Coordinate annotation rows
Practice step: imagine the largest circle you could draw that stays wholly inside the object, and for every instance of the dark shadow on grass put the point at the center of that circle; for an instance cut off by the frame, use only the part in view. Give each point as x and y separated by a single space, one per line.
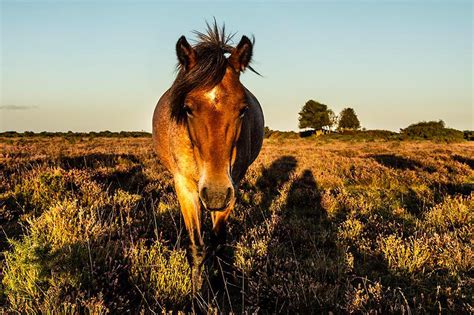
465 160
95 160
399 162
303 260
222 283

> What you are asked to do: Render every line of the rows above as a Markdown table with the columns No. and Line, numbering the lines and omitting any blank ones. Leave the pictures out of the table.

> Task answer:
| No. | Line |
|---|---|
| 1 | Practice step: imagine the largest circle you could draw that stays wholly inside the object, and for every instance of the dark shadow on grass put the point at the center of that circle; for an instance cut off by the frame, use only the part in view. Give each point as x and y separated by a single space, one per line. |
| 2 | 465 160 |
| 3 | 95 160 |
| 4 | 399 162 |
| 5 | 303 260 |
| 6 | 222 283 |